*** The data ***
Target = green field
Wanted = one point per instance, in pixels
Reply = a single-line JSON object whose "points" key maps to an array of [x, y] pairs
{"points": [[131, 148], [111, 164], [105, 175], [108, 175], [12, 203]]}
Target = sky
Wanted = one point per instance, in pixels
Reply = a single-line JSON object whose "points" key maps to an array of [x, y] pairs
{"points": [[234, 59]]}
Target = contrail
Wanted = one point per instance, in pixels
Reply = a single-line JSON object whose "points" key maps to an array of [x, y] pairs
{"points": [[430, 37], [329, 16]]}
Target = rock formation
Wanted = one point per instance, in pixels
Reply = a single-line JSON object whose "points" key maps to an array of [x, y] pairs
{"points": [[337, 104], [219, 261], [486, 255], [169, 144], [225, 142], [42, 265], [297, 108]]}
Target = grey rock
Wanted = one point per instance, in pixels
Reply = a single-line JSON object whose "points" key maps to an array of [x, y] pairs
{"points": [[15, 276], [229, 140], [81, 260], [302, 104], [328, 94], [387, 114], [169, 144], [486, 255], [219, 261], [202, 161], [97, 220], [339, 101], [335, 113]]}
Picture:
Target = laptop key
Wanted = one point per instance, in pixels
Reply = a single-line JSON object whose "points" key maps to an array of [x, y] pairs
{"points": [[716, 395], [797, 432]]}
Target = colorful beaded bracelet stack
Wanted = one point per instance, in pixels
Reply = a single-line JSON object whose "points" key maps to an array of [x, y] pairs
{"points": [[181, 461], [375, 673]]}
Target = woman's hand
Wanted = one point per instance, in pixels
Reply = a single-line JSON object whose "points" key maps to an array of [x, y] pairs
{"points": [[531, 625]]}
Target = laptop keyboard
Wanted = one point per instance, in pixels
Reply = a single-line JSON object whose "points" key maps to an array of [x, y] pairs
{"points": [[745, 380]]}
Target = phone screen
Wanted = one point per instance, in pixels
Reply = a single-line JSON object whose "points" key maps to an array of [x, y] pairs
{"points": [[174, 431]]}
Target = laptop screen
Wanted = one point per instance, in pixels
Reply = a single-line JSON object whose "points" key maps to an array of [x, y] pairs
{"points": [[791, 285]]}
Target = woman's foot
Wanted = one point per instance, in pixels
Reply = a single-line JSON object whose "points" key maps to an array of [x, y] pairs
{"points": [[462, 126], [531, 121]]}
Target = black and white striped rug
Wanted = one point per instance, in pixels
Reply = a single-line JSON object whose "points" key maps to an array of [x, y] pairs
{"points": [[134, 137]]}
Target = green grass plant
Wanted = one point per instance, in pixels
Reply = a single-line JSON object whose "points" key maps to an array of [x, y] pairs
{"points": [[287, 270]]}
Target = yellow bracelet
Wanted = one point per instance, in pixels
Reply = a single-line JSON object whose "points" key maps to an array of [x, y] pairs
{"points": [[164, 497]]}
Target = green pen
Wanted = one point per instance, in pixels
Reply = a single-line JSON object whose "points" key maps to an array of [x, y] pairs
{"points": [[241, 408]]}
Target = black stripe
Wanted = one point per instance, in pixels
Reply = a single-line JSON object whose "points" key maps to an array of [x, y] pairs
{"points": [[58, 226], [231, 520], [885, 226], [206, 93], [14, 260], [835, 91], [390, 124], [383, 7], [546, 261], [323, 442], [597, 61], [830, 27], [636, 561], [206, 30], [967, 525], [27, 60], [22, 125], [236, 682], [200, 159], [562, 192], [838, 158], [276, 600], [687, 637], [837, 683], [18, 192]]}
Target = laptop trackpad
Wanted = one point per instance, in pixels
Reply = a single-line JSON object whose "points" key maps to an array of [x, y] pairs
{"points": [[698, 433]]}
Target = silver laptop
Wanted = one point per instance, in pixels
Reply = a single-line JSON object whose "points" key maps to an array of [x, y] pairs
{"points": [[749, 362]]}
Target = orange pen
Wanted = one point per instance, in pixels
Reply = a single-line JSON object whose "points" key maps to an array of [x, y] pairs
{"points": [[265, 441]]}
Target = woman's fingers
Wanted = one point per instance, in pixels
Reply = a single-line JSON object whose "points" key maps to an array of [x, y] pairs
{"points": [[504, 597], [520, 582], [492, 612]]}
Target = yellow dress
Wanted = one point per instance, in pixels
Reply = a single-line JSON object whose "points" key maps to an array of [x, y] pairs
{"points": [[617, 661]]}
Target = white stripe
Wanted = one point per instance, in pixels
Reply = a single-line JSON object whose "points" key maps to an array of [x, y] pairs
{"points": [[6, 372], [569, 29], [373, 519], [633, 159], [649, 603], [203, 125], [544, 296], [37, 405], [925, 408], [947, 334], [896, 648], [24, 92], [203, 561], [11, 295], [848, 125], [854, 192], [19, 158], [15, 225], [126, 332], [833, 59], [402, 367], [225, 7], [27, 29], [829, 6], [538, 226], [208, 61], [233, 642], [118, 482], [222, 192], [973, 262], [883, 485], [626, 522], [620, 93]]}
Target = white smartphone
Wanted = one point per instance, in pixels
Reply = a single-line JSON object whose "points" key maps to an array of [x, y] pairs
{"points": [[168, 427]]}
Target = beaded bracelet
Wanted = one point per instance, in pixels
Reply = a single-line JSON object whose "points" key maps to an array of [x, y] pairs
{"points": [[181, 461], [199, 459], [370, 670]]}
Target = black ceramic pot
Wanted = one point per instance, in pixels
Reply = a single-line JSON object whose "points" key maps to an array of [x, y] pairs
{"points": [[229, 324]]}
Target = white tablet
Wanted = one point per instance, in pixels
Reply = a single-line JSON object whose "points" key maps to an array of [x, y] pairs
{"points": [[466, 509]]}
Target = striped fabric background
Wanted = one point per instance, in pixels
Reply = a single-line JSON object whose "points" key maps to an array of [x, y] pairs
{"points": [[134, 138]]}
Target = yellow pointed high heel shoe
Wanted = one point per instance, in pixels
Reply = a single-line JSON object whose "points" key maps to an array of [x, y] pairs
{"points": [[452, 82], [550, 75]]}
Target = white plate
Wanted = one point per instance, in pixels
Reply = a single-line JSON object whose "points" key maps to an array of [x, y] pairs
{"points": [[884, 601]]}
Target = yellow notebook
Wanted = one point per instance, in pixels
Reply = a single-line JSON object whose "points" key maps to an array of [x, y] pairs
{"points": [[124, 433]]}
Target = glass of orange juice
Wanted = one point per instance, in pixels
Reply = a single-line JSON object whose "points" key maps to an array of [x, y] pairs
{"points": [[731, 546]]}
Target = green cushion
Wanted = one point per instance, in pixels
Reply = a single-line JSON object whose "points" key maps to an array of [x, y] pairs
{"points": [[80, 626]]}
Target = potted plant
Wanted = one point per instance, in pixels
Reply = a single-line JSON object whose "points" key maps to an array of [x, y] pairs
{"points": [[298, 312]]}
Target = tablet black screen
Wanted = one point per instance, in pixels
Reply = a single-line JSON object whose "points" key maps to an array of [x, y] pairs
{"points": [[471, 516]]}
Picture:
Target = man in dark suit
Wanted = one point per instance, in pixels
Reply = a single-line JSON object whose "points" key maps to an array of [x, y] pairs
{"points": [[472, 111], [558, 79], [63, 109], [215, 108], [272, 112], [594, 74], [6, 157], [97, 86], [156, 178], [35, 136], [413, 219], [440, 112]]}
***
Directions
Read the data above. Pull out each line in which the string "screen" appears.

Reply to the exercise
Target = phone screen
Target = laptop screen
Target = tablet black screen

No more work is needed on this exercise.